*Task statement:* In the passage below on enforcing terrorism judgments against Iranian assets, retype word for word the section starting at "Because the federal" and ending at "motion to quash.".

*Reading text:*

------------------------------

Because the federal government has assumed control over significant portions of what limited Iranian assets remain in the United States, plaintiffs' efforts to enforce judgments under the FSIA have often pitted victims of terrorism against the Executive Branch. Under successive presidential administrations, the Justice Department repeatedly moved to quash writs of attachment issued by judgment creditors of Iran. Two frequently discussed and well-documented examples concern the efforts of Stephen Flatow to enforce his civil judgment, which culminated in litigation against the United States in this Court. See Flatow II, 74 F. Supp. 2d 18; Flatow III, 76 F. Supp. 2d 16. In both cases, this Court had to deny plaintiff relief and thereby granted the federal government's motion to quash.

------------------------------

*Given material:*
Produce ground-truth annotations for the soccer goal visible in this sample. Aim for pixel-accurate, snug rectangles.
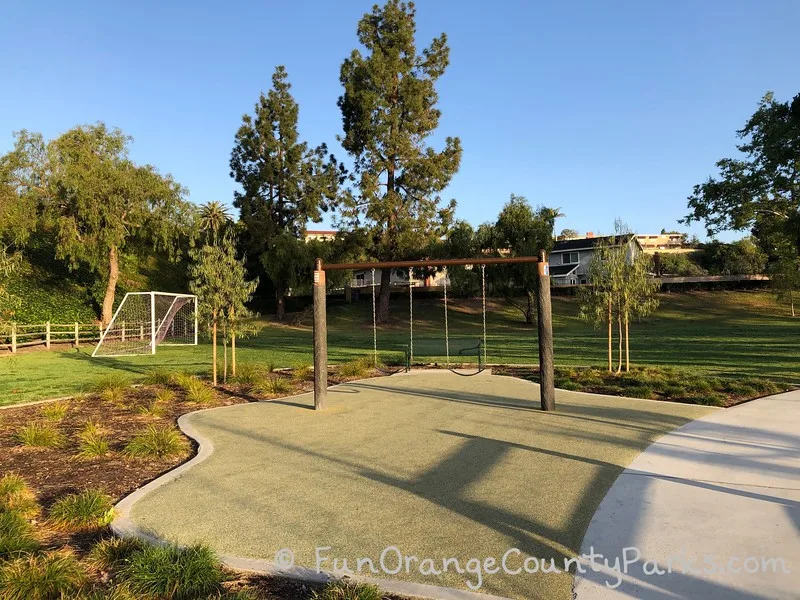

------------------------------

*Solution to this problem:*
Because the federal government has assumed control over significant portions of what limited Iranian assets remain in the United States, plaintiffs' efforts to enforce judgments under the FSIA have often pitted victims of terrorism against the Executive Branch. Under successive presidential administrations, the Justice Department repeatedly moved to quash writs of attachment issued by judgment creditors of Iran. Two frequently discussed and well-documented examples concern the efforts of Stephen Flatow to enforce his civil judgment, which culminated in litigation against the United States in this Court. See Flatow II, 74 F. Supp. 2d 18; Flatow III, 76 F. Supp. 2d 16. In both cases, this Court had to deny plaintiff relief and thereby granted the federal government's motion to quash.